STATED PROBLEM: List every line below that contains the word "mountain", copying each one in full. Case counts, so a line qualifies only if the word appears with matching capitalization.

(Point-based annotation data)

▬▬▬▬▬▬▬▬▬▬

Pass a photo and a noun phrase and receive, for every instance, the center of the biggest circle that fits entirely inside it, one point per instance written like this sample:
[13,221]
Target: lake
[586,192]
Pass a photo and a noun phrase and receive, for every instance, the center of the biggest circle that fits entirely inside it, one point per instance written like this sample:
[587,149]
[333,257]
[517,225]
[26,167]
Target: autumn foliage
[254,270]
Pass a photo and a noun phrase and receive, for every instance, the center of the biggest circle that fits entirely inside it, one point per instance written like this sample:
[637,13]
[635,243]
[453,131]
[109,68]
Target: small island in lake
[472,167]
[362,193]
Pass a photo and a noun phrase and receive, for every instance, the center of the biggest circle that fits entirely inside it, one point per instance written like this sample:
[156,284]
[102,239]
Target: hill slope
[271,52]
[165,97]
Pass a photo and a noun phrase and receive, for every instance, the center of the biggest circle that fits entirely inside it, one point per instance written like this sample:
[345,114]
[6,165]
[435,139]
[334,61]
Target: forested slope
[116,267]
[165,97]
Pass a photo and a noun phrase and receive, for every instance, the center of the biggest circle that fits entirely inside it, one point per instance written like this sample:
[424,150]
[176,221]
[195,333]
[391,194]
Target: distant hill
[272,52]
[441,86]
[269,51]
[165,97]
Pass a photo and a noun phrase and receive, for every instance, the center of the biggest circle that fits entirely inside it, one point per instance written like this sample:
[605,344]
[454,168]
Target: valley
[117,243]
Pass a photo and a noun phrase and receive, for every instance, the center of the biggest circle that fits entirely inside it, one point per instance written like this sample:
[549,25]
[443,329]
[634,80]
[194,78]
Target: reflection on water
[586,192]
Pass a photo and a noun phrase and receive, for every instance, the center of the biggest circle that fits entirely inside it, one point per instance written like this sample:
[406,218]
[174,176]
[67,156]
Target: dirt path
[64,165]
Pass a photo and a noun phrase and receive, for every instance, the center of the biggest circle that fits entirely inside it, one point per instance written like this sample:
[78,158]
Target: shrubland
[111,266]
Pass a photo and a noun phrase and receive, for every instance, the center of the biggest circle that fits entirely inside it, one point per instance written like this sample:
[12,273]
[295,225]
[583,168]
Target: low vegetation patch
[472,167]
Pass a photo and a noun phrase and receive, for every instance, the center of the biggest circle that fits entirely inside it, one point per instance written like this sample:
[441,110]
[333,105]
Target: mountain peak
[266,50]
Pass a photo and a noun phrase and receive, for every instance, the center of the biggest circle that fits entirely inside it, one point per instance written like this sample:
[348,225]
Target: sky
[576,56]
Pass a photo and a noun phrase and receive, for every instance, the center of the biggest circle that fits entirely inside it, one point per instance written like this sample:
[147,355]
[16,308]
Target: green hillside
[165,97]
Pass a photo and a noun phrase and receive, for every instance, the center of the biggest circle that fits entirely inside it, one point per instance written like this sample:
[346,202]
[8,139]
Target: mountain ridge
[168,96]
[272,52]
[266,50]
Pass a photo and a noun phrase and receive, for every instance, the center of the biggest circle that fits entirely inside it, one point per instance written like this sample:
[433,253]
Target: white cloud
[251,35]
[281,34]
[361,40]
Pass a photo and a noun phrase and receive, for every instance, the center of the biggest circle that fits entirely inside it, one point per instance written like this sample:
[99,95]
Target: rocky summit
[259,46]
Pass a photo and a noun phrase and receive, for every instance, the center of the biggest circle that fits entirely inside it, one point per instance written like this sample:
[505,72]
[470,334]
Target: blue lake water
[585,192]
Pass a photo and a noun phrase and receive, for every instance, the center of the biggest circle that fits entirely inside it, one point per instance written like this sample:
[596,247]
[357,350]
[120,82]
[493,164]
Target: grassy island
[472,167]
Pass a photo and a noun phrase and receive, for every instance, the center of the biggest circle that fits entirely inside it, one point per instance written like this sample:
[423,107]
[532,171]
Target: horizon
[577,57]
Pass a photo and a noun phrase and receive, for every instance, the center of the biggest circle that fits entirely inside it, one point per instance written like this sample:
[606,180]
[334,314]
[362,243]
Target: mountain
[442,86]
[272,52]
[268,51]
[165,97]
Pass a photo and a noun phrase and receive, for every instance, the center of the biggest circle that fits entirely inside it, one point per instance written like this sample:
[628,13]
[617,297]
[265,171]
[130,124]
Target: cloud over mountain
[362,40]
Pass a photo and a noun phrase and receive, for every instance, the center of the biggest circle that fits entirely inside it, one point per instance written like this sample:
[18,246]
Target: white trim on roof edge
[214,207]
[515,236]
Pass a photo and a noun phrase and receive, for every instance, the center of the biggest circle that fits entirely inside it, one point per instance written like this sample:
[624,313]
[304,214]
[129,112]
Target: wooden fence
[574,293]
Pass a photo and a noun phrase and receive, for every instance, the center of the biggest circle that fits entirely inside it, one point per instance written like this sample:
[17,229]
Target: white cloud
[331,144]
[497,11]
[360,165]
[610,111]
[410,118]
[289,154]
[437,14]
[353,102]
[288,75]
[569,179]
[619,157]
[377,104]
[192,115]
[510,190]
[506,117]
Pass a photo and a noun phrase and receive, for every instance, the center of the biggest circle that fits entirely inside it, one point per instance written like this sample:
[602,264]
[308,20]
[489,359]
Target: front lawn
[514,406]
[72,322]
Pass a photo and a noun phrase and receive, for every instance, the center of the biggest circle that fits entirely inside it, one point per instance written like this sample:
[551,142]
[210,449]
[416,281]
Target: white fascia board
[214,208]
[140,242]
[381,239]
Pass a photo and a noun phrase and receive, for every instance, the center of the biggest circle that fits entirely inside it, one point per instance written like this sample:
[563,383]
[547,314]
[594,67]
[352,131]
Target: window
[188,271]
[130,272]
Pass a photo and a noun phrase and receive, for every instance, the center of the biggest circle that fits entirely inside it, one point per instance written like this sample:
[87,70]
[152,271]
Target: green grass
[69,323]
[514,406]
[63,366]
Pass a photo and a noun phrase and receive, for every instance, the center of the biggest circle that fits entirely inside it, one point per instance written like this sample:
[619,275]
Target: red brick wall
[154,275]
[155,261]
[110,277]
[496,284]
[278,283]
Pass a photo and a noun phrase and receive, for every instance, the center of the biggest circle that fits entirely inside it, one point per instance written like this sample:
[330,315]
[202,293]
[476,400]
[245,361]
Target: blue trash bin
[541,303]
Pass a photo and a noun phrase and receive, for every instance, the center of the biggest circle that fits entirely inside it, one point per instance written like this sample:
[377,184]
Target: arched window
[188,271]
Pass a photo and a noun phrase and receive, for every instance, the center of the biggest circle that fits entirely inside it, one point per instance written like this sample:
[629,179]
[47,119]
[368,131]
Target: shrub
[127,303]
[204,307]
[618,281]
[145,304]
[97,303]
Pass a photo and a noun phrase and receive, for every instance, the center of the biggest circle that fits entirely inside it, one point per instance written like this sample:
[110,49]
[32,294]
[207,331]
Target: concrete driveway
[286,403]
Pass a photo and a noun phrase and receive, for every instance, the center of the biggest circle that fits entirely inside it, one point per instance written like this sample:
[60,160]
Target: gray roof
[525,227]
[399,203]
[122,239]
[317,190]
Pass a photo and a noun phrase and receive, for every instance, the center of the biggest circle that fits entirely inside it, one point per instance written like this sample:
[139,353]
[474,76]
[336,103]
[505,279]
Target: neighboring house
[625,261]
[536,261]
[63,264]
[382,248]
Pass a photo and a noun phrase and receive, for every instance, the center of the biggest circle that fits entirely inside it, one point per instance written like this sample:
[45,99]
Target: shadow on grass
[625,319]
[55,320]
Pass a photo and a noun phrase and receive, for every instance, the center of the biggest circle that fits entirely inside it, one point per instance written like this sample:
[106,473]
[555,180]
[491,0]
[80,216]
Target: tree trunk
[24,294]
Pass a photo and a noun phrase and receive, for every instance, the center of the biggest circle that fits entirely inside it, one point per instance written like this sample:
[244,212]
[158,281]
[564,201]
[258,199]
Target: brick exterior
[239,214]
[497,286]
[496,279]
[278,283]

▬▬▬▬▬▬▬▬▬▬

SOLUTION:
Target: mountain peak
Target: mountain ridge
Target: mountain
Target: cloud over mountain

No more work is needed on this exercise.